_Stated goal A_
Reproduce, word for word, the part of the excerpt on western and Deccan states that starts with "The origin of" and goes on through "used this title.)".

_Excerpt_

########

States in the West (Gujarat, Mewar & Marwar)

Gujarat

The independent kingdom of Gujarat was founded by Zafar Khan. Ahmad Shah established the city of Ahmedabad and made it the capital of Gujarat. Ahmad Shah built the Tin Darwaza and the Jami Masjid. The finest building in Ahmedabad is the Sadi Saiyyid Mosque popularly known as the Jaliwali Masjid. Mahmud Begarha ruled for 50 years. During his reign the Portuguese established their settlement in Gujarat. Gujarat became famous for its wood carvings, for example Jami Masjid at Champaner and Bibi Achyut Kuki Mosque.

Mewar

The origin of Mewar dates back to the 8th century A.D. Then it was ruled by Guhilot dynasty. In the 15th century it became one of the important states of Rajasthan under the Sisodias. It was Rana Kumbha who freed Mewar from the Sultanate and conquered several other states. He was a learned man, who wrote commentaries on Jayadev’s Gita Govinda. He built the Kirtistambha at chittor and a fort in Kumbalgarh. Sangram singh, popularly known as Rana Sanga fought against Babur in the battle of Khanua in 1527. (Rana means a ‘mighty warrior’. This title was given to Bappa Rana. After him all his successors used this title.)

Marwar

Marwar was ruled by the Rathods. They established their rule in the 13th century. Jodha was a famous king of this dynasty founded the city of Jodhpur and made it the capital of Marwar. He also built the famous fort of Mehrangarh at Jodhpur. His son Bika founded the State of Bikaner in the mid-fifteenth century.

Deccan (Bahamani Kingdom & Vijayanagar Empire)

Bahamani Kingdom

Bahmani kingdom
The Bahmani kingdom was founded by Hassan Gangu in 1347 A.D. with the title of Alauddin hassan Bahman Shah. His capital was at Gulbarga. Sultan Ahmad Shah I transferred the capital from Gulbarga to Bidar in 1424 A.D. Most important period was under Mahmud Gawan (1463-1481 A.D.), the great minister of Bahamani kingdom. There was a struggle between the Bahmani Kingdom and the empire of Vijayanagar over the region between the rivers Krishna and Tungabhadra known as the Raichur doab. In the middle of the 15th century Bahamani was divided into five kingdoms – Bidar, Berar, Ahmadnagar, Bijapur and Golcunda. These kingdoms maintained their independence until they were finally annexed by the Mughal rulers.
A Courtyard in the Jama Masjid
The Bahmani Sultans in the Deccan erected a number of buildings in a distinctive style at Bidar and Gulbarga. They borrowed from the styles of Persia, Syria, Turkey and those of the temples of southern India. The courtyard of the Jama Masjid at Gulbarga is covered with a large number of domes. It is the only mosque in India which has a covered courtyard. Instead of minarets, there are domes at the four corners and a fifth and bigger one above the prayer chamber. The absence of decorative work does not mar its grandeur.There are two groups of tombs. The first group has the tombs of the first two Sultans and shows the impress of the Tughlaq Architecture. The second group called the halft gumbad or ‘seven tombs’ shows the influence of Persian and ancient Indian styles.

########

_Dataset extract_

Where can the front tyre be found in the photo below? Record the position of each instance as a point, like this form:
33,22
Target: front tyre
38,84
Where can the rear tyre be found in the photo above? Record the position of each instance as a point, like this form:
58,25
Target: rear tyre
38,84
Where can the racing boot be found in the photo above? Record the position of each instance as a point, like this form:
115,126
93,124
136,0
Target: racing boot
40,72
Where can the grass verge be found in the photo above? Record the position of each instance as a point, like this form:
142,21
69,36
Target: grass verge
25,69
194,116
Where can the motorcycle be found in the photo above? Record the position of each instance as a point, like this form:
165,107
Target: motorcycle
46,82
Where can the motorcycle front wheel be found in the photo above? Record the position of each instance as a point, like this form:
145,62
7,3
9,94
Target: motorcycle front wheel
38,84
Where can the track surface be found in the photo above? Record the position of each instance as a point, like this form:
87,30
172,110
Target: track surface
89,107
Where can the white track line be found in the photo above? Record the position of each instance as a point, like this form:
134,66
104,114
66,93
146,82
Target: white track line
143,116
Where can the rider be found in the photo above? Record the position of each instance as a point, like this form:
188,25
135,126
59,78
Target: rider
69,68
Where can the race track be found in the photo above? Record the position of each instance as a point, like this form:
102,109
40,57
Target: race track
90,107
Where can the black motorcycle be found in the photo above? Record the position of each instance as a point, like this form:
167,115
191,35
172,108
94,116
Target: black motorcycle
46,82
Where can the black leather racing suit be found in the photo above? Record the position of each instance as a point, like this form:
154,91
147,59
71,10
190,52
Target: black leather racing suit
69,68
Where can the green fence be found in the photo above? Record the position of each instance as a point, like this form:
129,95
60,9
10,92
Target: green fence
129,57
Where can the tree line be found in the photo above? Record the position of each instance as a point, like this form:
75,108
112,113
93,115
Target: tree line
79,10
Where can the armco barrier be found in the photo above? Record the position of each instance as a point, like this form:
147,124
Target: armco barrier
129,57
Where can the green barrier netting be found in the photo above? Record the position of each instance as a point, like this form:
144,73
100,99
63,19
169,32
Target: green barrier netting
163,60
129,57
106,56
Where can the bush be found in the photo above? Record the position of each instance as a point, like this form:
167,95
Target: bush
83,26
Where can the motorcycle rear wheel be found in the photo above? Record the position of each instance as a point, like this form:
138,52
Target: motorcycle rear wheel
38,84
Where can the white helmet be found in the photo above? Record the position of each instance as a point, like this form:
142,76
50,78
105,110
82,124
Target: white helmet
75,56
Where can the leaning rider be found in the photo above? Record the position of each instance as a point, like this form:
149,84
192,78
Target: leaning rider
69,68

########

_Stated goal B_
Identify every line of the listing above that contains the string "helmet", and copy each of those lines.

_Full answer A_
The origin of Mewar dates back to the 8th century A.D. Then it was ruled by Guhilot dynasty. In the 15th century it became one of the important states of Rajasthan under the Sisodias. It was Rana Kumbha who freed Mewar from the Sultanate and conquered several other states. He was a learned man, who wrote commentaries on Jayadev’s Gita Govinda. He built the Kirtistambha at chittor and a fort in Kumbalgarh. Sangram singh, popularly known as Rana Sanga fought against Babur in the battle of Khanua in 1527. (Rana means a ‘mighty warrior’. This title was given to Bappa Rana. After him all his successors used this title.)

_Full answer B_
Where can the white helmet be found in the photo above? Record the position of each instance as a point, like this form:
Target: white helmet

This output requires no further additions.